TO DO
Copy out all of the entries exactly as they appear.

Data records
-=-=-
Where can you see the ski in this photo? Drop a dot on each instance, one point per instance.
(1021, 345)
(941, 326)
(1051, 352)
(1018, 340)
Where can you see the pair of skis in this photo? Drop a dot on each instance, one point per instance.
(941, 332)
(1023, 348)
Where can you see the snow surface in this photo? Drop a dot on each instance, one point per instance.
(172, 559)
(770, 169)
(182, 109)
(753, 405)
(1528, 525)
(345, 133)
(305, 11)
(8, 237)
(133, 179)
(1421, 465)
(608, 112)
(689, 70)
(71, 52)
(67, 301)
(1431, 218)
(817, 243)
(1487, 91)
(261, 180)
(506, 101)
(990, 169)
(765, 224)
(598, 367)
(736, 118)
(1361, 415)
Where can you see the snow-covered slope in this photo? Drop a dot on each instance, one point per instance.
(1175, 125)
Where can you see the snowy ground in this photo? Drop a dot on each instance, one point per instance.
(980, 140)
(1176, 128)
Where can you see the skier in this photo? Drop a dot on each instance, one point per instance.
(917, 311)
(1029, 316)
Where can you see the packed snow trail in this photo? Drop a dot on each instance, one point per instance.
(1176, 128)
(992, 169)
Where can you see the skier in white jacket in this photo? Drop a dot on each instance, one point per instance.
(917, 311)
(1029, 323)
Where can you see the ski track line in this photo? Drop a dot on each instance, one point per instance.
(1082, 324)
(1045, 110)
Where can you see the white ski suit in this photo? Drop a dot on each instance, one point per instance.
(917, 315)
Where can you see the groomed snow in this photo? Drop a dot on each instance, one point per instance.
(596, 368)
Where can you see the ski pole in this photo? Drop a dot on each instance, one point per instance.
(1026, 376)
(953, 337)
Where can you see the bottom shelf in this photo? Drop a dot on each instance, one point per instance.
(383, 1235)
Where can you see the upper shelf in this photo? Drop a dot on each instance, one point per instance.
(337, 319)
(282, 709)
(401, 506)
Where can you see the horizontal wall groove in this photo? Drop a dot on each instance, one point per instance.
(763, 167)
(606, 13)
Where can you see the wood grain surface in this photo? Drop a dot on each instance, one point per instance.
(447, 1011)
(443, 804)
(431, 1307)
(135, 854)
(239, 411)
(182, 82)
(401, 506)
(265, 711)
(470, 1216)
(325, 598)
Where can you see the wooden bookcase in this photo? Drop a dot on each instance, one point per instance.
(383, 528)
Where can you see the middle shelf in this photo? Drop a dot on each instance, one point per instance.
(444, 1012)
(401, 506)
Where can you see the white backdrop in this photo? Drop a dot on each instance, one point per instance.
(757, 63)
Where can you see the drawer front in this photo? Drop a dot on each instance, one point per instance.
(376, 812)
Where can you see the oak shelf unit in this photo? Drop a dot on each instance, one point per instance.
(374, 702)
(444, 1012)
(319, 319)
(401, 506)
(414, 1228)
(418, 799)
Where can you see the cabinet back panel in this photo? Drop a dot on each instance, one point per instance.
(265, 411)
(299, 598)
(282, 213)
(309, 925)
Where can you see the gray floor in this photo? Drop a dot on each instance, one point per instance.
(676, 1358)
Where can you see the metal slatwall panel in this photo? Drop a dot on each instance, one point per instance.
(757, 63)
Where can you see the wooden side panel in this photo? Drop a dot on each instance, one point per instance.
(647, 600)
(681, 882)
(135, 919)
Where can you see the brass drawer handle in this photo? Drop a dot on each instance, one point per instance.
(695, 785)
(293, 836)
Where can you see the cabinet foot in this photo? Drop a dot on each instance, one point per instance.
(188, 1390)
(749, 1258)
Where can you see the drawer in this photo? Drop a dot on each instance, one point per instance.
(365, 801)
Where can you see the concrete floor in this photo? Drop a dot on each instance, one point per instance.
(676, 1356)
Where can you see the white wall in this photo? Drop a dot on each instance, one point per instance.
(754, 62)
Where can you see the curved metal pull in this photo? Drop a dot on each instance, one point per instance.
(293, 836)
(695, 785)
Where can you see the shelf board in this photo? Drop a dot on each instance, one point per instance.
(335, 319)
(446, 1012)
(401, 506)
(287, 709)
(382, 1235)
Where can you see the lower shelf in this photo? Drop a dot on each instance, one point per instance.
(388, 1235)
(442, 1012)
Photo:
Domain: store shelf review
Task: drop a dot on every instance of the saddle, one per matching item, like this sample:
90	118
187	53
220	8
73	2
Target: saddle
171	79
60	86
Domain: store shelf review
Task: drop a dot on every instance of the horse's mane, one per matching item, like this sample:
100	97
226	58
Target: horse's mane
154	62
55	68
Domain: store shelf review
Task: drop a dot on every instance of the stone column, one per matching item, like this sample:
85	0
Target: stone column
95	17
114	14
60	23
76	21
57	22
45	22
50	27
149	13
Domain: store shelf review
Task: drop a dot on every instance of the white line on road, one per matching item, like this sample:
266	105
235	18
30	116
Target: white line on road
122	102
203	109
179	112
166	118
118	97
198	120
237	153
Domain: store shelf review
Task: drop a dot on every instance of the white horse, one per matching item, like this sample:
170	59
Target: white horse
-=-=-
RESPONSE AREA
Where can you see the ski in this photo? Drop a dot on each instance, one point per instance.
(1021, 345)
(941, 326)
(1051, 352)
(1018, 340)
Where can you see the pair of skis in this photo? Drop a dot on each instance, one point per instance.
(941, 332)
(1023, 348)
Where can you see the snow surface in this photo? Drop a dot on each instance, one point per instance.
(172, 559)
(770, 169)
(182, 109)
(753, 405)
(1528, 525)
(345, 133)
(305, 11)
(8, 237)
(133, 179)
(1421, 465)
(608, 112)
(689, 70)
(71, 52)
(67, 301)
(1431, 218)
(817, 243)
(1487, 91)
(261, 180)
(506, 101)
(990, 169)
(765, 224)
(598, 367)
(736, 118)
(1361, 415)
Where can you see the snow-covered slope in this photo? Drop a dot on each instance, one point per instance.
(1175, 125)
Where can you see the snowy ground in this photo? Drop a dot on each instance, one point per instance.
(980, 140)
(1176, 128)
Where can you see the skier in this photo? Drop a dot on each instance, one point per instance.
(917, 311)
(1029, 316)
Where can you see the packed snow trail in this photo? Drop a dot on each instance, one point per instance.
(1176, 128)
(992, 169)
Where can you see the skier in white jacket in this photo? Drop a dot on each instance, one point per instance.
(917, 311)
(1029, 323)
Where can you see the ski track line in this photo? Drop a dot on each instance, one point per instance.
(1082, 324)
(1045, 110)
Where can you see the white ski suit in this photo? Drop a dot on each instance, one point per instance.
(917, 315)
Where can you see the groomed snow in this photo? Drop a dot on each instance, one point per instance.
(596, 368)
Where can you see the ski pole in this photo? Drop a dot on each instance, one point per instance.
(1026, 376)
(953, 337)
Where can you see the bottom shelf in this photo? Drop a dot on each instance, one point per instance.
(383, 1235)
Where can you see the upper shelf in this photo? Drop a dot on each instance, one point per instance.
(337, 319)
(282, 709)
(401, 506)
Where can you see the horizontal wall groove in this photo? Drop a dot on each instance, one point per instance.
(763, 167)
(606, 13)
Where can you see the wood grain surface in this photo? Drop a dot on each instance, one point per instance.
(447, 1011)
(443, 804)
(431, 1307)
(135, 854)
(239, 411)
(182, 82)
(401, 506)
(265, 711)
(470, 1216)
(325, 598)
Where can you see the wooden bookcase in this photo? Drop a dot on each instance, one point per instance.
(383, 528)
Where can you see the middle shelf in this photo? Drop a dot on each instance, one point per instance.
(444, 1012)
(401, 506)
Where can you see the white backdrop in this photo? Drop a dot on each instance, one point per instance.
(757, 63)
Where can you see the drawer front in this photo? Drop a dot on each instance, one point per instance.
(376, 812)
Where can you see the oak shelf unit in this photo? Drop a dot on each instance, one point per instance.
(374, 702)
(444, 1012)
(319, 319)
(401, 506)
(414, 1228)
(418, 799)
Where can you see the cabinet back panel in this photo? Drop a dot on each instance, one point per instance.
(265, 411)
(299, 598)
(282, 213)
(309, 925)
Where can you see the gray floor in this photo? Drop a dot on each instance, one point per instance.
(676, 1358)
Where can you see the metal slatwall panel in this photo? Drop a dot on each instance, one point per instance.
(757, 63)
Where can you see the wooden side panel in this photo? Drop a dot on each instance, one point per instance.
(647, 600)
(681, 882)
(135, 919)
Where can you see the brass drawer handle in this photo? Drop a dot on each instance, one point per instance.
(695, 785)
(293, 836)
Where can you see the cabinet foot in this photo? Drop a dot on each instance, one point per instance.
(188, 1390)
(749, 1258)
Where can you see the drawer in this photo? Drop a dot on each instance, one point per instance.
(365, 801)
Where can you see the concrete floor in this photo? Drop a dot on each instance, one point per instance.
(676, 1356)
Where can you see the white wall in this photo? Drop a dot on each instance, one point per instance.
(754, 62)
Where can you see the curved metal pull in this photo? Drop a dot on each instance, one point per instance.
(293, 836)
(695, 785)
Where can you see the shelf board in this photo? Drop a dot on each instance, one point per instance.
(335, 319)
(446, 1012)
(401, 506)
(287, 709)
(382, 1235)
Where can you see the lower shelf in this photo? Drop a dot on each instance, one point per instance.
(388, 1235)
(442, 1012)
Photo:
Domain: store shelf review
Task: drop a dot on every instance of the saddle, one per matching item, like this sample:
90	118
187	53
220	8
73	2
Target: saddle
171	79
60	86
Domain: store shelf review
Task: drop a dot on every instance of the horse's mane, one per matching item, like this sample:
100	97
226	58
Target: horse's mane
154	62
55	68
Domain: store shelf review
Task: drop a dot on every instance of the stone column, one per matching item, like this sample:
85	0
Target: stone column
95	17
114	14
60	23
76	21
57	22
45	22
50	27
149	13
Domain: store shelf review
Task: drop a dot on every instance of the white line on road, one per matching item, like this sample:
266	105
235	18
30	116
Target: white line on road
122	102
203	109
179	112
166	118
118	97
198	120
237	153
Domain: store shelf review
Task: drop a dot on every instance of the white horse, one per matching item, like this sample:
170	59
Target: white horse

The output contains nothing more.